» **REQUIRED WORK**:
A) In the forum thread, what error does dudester report when running the code he was given?
B) Rewrite the forum thread between "Post Spam and" and "to do this?", inclusive, swapping "Excel" for "Google Sheets".

• Hi All

    Please note that at the Chandoo.org Forums there is Zero Tolerance to Spam

    Post Spam and you Will Be Deleted as a User

    Hui...

  • When starting a new post, to receive a quicker and more targeted answer, Please include a sample file in the initial post.

Extract product-price from a URL in Excel VB

dudester

New Member
Hi,

I am new to web scraping with Excel, I want to extract the product price to a variable from a url, the snippet of relevant HTML is below, the line <span class="price">$120.95 AUD</span> is the value I want to extract but I cant get my coding right to pick it up, what is the best way to do this?



Thank you




<div class="product-price">

<span class="product-price__price product-price__sale">
<span class="price">$120.95 AUD</span>
<span class="product-price__sale-label"><span class="brackets skeleton-loading" data-trans-key="products.product.on_sale">Sale</span></span>
</span>

<span class="visually-hidden"><span class="brackets skeleton-loading" data-trans-key="products.product.regular_price">Regular price</span></span>
<span class="product-price__price compare_price"><span class="price">

$130.95 AUD
</span></span>


</div>
 

Stevie

Active Member
Hi dudester,
I think I have achieved what you are after by loading the source into a string and then finding the number by specifying the surrounding text.
Obviously this is pretty bespoke to this problem and there may be a more dynamic solution, but I hope it helps.
Please ensure the appropriate references are enabled, I believe the correct one for this is 'Microsoft Internet Controls' but I may be mistaken.

Here is the working code:
Code:
Sub Tester()
Dim obj As Object
Dim source As String
Dim searchstring As String
Dim searchstring2 As String
Dim findFirst As Integer
Dim findSecond As Integer
Dim output As String
Dim outputDbl As Double
Dim url As String
Set obj = CreateObject("MSXML2.XMLHTTP")
url = "C:\Users\redacted\webpages\htmlexample.html" 'put url here
obj.Open "GET", url, False
obj.send
source = obj.responseText ' store source code in string varible
set obj = nothing
searchstring = "<span class=""price"">$" ' specify unique string to left of number
searchstring2 = " AUD</span>" & vbCrLf & "<span class=""product-price" ' specify unique string to right of number
findFirst = InStr(1, source, searchstring, vbTextCompare)
findSecond = InStr(1, source, searchstring2, vbTextCompare)
output = Mid(source, findFirst + Len(searchstring), findSecond - (findFirst + Len(searchstring))) ' extract number as string
outputDbl = CDbl(output) ' convert number to double
Debug.Print outputDbl
End Sub
If this was helpful, please click 'Like' below!
 

dudester

New Member
Hi Stevie,

Thanks for your code, however when I run it I get an overflow error on
findFirst = InStr(1, source, searchstring, vbTextCompare)

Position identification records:
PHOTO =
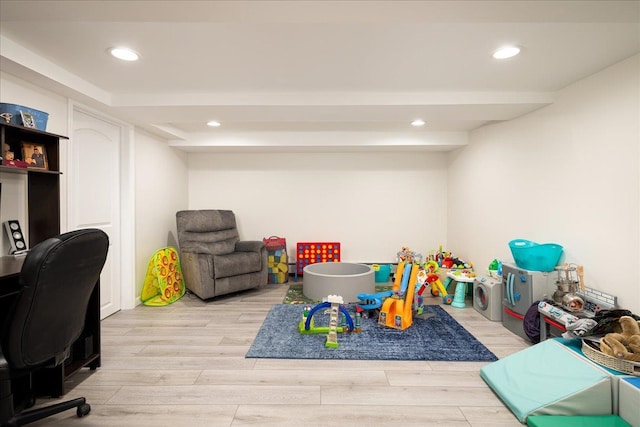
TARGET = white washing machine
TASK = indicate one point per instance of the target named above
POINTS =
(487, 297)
==
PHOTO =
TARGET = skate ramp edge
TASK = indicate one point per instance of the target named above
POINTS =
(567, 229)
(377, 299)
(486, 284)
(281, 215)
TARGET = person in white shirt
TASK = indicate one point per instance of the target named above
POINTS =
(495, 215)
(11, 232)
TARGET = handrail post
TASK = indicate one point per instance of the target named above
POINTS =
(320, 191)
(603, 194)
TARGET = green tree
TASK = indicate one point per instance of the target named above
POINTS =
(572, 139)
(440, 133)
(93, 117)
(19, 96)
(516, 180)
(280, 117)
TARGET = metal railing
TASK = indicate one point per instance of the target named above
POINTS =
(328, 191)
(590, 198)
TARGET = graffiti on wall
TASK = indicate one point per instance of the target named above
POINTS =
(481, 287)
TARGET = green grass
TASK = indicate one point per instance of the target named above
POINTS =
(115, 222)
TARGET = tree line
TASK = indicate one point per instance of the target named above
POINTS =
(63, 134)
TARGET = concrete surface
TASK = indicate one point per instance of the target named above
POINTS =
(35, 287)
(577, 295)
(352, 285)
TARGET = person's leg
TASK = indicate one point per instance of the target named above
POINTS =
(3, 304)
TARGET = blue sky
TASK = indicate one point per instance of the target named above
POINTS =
--
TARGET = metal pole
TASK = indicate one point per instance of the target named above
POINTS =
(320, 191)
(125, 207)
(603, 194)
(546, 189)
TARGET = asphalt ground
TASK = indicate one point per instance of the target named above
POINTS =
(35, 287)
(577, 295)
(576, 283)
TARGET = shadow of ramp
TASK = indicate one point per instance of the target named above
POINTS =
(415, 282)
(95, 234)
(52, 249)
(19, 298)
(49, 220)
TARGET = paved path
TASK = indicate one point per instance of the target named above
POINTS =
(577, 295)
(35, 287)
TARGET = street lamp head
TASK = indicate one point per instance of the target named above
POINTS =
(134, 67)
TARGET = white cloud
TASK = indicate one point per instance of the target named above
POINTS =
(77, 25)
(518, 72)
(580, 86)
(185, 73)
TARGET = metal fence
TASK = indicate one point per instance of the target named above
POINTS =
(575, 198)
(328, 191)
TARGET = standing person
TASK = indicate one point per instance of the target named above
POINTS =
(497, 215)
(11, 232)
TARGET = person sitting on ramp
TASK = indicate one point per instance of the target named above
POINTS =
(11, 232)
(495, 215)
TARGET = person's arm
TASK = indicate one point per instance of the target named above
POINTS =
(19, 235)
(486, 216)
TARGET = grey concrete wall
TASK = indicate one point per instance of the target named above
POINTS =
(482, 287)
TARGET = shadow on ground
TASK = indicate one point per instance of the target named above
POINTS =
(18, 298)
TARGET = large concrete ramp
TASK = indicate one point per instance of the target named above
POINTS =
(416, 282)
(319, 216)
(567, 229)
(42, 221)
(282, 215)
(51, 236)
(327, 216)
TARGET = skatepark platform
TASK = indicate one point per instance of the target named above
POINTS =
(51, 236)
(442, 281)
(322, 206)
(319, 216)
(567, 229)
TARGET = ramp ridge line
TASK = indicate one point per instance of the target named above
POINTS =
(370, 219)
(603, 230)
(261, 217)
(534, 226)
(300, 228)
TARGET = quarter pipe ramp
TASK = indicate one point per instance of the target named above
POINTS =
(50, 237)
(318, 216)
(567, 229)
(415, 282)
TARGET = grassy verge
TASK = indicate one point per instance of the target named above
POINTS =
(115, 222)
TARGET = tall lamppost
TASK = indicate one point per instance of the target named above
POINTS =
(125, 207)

» **RESULTS OF THE EXERCISE**:
A) An overflow error on the line findFirst = InStr(1, source, searchstring, vbTextCompare).

B)
Post Spam and you Will Be Deleted as a User

    Hui...

  • When starting a new post, to receive a quicker and more targeted answer, Please include a sample file in the initial post.

Extract product-price from a URL in Google Sheets VB

dudester

New Member
Hi,

I am new to web scraping with Google Sheets, I want to extract the product price to a variable from a url, the snippet of relevant HTML is below, the line <span class="price">$120.95 AUD</span> is the value I want to extract but I cant get my coding right to pick it up, what is the best way to do this?